80 % der Patienten mit chronischen Schmerzen leiden auch hochgradig an Schlafstörungen – und zwar sowohl an Einschlaf- als auch an Durchschlafstörungen. Neben den vielfältigen Einschränkungen und gesundheitlichen Belastungen, die im Allgemeinen aufgrund des entstehenden Schlafmangels auftreten, ist die Auswirkung in Bezug auf Schmerzen noch weitreichender. Je schlechter der Schlaf eines Schmerz-Patienten ist, desto gravierender empfindet er sein Leiden.
Lt. Univ. Prof. Dr. Christoph Pieh (Fachbereich Psychotherapie und Beratungswissenschaften an der Donauuniversität Krems) existieren Studien, die aufzeigen, dass Patienten, die vor einer Operation schlecht geschlafen haben, nach der Operation mehr Schmerzen haben als Patienten, die vor der Operation gut geschlafen hatten. Anhand dem Beispiel von Migräne erläutert die Neurologin und Schlafmedizinerin Svenja Happe, Klinik Maria Frieden, den Zusammenhang mit Schlaf, aus dem auch wiederum die Wichtigkeit eines regelmäßigen Schlaf-Wach-Rhythmus ersichtlich ist: Häufig entstehen Migräne-Attacken am Wochenende. Die Tatsache, dass hier der eigene Rhythmus durch das oftmals längere Schlafen gestört wird, spielt dabei eine erhebliche Rolle.

Angezeigte Daten

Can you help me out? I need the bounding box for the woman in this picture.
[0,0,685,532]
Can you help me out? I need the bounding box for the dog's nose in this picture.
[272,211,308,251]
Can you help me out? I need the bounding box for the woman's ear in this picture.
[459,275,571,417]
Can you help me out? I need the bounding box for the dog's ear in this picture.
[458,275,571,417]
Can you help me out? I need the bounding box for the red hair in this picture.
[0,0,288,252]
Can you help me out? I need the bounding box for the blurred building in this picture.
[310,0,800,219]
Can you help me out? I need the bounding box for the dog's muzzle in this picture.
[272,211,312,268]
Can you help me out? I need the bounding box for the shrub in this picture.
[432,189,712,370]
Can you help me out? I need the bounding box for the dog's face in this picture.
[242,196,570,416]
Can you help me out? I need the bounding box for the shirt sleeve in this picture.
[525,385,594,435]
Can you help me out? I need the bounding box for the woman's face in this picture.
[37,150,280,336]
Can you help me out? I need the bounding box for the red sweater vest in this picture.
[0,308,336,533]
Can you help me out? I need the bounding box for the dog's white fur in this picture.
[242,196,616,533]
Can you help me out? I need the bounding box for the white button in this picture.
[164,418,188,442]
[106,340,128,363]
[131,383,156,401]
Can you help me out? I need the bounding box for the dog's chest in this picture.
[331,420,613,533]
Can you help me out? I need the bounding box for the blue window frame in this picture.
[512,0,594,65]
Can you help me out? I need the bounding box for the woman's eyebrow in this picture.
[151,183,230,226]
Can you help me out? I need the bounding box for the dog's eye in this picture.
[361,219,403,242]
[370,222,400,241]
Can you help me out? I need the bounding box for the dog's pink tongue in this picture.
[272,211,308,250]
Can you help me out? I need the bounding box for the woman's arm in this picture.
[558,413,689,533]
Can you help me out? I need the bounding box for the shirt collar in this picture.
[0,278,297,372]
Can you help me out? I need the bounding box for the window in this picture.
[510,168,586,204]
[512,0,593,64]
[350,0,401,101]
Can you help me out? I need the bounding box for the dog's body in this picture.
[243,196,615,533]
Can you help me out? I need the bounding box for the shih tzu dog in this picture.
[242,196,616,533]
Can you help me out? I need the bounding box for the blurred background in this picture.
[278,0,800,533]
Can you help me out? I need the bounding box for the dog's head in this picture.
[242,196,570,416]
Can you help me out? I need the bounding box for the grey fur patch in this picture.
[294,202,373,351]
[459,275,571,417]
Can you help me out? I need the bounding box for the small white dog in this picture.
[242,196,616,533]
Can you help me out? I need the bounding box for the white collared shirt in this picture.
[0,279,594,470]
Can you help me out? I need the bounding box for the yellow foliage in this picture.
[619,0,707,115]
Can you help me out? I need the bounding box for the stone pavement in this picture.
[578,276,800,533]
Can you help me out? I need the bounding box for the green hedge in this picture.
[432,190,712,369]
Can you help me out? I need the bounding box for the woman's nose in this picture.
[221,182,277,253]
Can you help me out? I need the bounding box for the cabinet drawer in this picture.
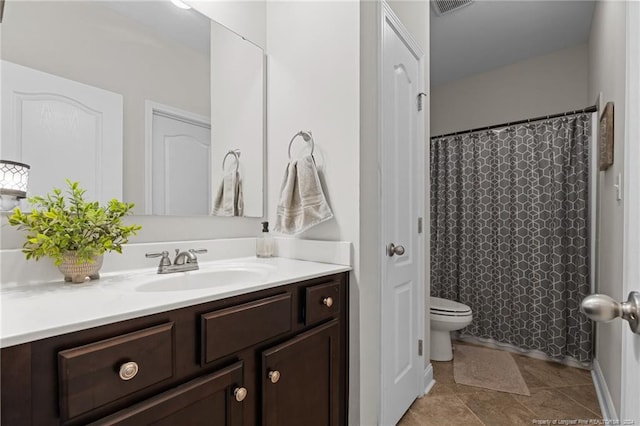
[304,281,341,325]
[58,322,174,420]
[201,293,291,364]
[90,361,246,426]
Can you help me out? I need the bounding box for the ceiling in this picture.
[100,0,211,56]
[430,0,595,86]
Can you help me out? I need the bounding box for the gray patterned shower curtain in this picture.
==
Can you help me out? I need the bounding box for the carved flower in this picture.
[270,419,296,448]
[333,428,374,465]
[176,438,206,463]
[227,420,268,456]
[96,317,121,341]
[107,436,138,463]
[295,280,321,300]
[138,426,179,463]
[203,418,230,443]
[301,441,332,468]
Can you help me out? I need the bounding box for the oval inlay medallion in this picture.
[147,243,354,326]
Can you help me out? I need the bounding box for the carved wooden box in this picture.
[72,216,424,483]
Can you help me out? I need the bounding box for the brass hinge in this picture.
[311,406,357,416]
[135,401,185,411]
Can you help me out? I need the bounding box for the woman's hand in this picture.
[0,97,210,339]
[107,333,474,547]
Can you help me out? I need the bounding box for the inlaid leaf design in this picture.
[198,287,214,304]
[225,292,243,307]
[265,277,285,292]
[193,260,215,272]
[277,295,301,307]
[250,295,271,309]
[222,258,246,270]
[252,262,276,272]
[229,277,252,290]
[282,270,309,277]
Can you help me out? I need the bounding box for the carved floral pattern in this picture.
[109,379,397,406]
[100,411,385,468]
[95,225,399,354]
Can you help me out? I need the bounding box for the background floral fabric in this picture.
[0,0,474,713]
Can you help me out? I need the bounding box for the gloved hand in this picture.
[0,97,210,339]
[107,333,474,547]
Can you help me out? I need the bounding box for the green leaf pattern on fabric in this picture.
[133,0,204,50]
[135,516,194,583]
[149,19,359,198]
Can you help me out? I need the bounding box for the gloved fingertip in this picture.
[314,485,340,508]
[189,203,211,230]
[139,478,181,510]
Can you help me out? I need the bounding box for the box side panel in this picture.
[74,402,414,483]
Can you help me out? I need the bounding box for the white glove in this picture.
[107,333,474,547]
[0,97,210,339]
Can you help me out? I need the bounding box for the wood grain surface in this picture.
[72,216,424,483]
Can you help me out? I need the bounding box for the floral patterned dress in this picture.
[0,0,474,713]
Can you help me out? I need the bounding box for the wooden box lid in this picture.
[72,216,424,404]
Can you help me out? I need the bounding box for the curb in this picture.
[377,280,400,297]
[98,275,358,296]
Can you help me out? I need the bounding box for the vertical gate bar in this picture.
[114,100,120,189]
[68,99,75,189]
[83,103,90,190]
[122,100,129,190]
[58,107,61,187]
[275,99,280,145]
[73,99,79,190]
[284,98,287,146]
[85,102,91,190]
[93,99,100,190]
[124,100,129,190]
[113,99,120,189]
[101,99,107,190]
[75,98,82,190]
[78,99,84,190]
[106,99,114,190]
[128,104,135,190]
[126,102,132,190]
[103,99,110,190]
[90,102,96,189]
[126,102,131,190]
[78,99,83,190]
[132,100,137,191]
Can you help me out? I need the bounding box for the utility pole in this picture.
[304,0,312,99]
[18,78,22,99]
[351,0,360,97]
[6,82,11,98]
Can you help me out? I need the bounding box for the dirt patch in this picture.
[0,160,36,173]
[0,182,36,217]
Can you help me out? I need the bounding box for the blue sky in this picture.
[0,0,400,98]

Aufgaben
a: Beantworte die folgenden Fragen zum Text über Schmerzen und Schlaf.
(i) Wie viel Prozent der Patienten mit chronischen Schmerzen leiden auch hochgradig an Schlafstörungen?
(ii) An welcher Universität ist Christoph Pieh tätig?
(iii) Wann entstehen Migräne-Attacken häufig?
b: Gib aus dem Text über Schmerzen und Schlaf den Abschnitt zwischen „Lt. Univ. Prof.“ und „eine erhebliche Rolle.“ einschließlich wortgetreu zurück.
c: Setze den Text über Schmerzen und Schlaf im Anschluss an seinen letzten Satz fort.

Lösungen je Aufgabe
a:
(i) 80 %
(ii) An der Donauuniversität Krems
(iii) Am Wochenende

b:
Lt. Univ. Prof. Dr. Christoph Pieh (Fachbereich Psychotherapie und Beratungswissenschaften an der Donauuniversität Krems) existieren Studien, die aufzeigen, dass Patienten, die vor einer Operation schlecht geschlafen haben, nach der Operation mehr Schmerzen haben als Patienten, die vor der Operation gut geschlafen hatten. Anhand dem Beispiel von Migräne erläutert die Neurologin und Schlafmedizinerin Svenja Happe, Klinik Maria Frieden, den Zusammenhang mit Schlaf, aus dem auch wiederum die Wichtigkeit eines regelmäßigen Schlaf-Wach-Rhythmus ersichtlich ist: Häufig entstehen Migräne-Attacken am Wochenende. Die Tatsache, dass hier der eigene Rhythmus durch das oftmals längere Schlafen gestört wird, spielt dabei eine erhebliche Rolle.

c:
Auch die Betrachtung der einzelnen Schlafphasen zeigt eine Wechselwirkung der Schmerzen mit dem Schlaf auf. Oft entstehen die Migräne-Attacken im Traum-Schlaf. Anhand von EEG-Aufzeichnungen wurde festgestellt, dass auf eine Migräne-Attacke oftmals eine verkürzte REM-Schlaf-Phase und am Ende der Attacke eine Tiefschlafphase folgt. Bekanntlich spielt der Tiefschlaf eine besonders wichtige Rolle bei der körperlichen Erholung sowie bei Heilungsprozessen. Ein Mangel an Tiefschlaf führt andererseits zur Erhöhung der Schmerzempfindlichkeit sowie zur Senkung der Schmerzschwelle. Die Schlussfolgerung, dass ausreichend Tiefschlaf durchaus über therapeutische Wirkung verfügt, liegt daher nahe.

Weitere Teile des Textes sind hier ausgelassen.